Provided data

^^^^

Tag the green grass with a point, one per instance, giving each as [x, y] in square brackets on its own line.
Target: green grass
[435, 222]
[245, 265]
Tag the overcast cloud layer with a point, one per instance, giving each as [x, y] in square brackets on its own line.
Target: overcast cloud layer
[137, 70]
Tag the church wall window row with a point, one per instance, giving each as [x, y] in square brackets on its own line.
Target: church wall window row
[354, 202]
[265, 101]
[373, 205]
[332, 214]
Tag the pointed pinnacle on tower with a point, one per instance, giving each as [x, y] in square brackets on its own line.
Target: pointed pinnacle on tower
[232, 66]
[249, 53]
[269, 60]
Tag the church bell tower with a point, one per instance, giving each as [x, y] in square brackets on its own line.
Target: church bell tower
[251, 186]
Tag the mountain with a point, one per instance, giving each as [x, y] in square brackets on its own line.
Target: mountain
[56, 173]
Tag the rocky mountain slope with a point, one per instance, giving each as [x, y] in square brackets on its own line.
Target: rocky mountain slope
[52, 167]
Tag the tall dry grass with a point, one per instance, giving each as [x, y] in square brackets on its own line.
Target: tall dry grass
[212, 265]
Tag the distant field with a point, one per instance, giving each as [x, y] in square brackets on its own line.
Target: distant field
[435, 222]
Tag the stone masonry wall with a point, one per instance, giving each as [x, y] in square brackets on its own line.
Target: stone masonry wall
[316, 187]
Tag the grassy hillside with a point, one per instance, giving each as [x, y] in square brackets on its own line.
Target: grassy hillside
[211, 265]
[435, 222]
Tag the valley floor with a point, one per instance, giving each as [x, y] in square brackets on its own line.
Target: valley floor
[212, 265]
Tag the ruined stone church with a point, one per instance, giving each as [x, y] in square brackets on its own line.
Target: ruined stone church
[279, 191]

^^^^

Given task
Nothing in the data may differ; print all of it exactly as written.

Result of the exercise
Tag the green grass with a point, one per instance, giving each as [x, y] in square brackets on its own line.
Target: green grass
[435, 222]
[245, 265]
Tag the overcast cloud layer with a point, one per instance, giving each as [x, y] in square brackets on its own line.
Target: overcast cloud layer
[137, 70]
Tag the church wall window row with a point, one per instance, giving each as [x, y] in square brackets on its own line.
Target: church wall window row
[354, 202]
[265, 101]
[373, 205]
[332, 214]
Tag the pointed pinnacle on tower with a point, one per instance, giving each as [x, y] in square brackets on its own line.
Target: pointed pinnacle on tower
[232, 66]
[249, 53]
[269, 60]
Tag the church bell tower with a point, one per instance, giving each as [x, y] in square brackets on its own line.
Target: church bell tower
[251, 186]
Tag the mountain with a point, one per instance, giving each as [x, y] in square brackets on its own line.
Target: mountain
[56, 173]
Tag the rocky mountain slope with a point, one per instance, giving each as [x, y] in square brackets on its own line.
Target: rocky mountain slope
[52, 167]
Tag the tall dry grass with a point, one per instance, giving each as [x, y] in square brackets on its own line.
Target: tall dry grass
[212, 265]
Tag the distant field with a point, one per instance, giving each as [x, y] in square brackets on its own line.
Target: distant field
[435, 222]
Tag the stone masonry wall with a point, one per instance, giving each as [x, y] in square brackets on its own line.
Target: stone masonry wall
[316, 187]
Tag the grassy hillside with a point, one per instance, giving each as [x, y] in square brackets on its own line.
Target: grassy hillside
[211, 265]
[435, 222]
Tag the valley floor with a point, one per instance, giving each as [x, y] in square brackets on its own line.
Target: valley floor
[212, 265]
Tag the ruined stone church with a point, one per instance, giving each as [x, y] in square brackets on its own line.
Target: ruined stone church
[279, 191]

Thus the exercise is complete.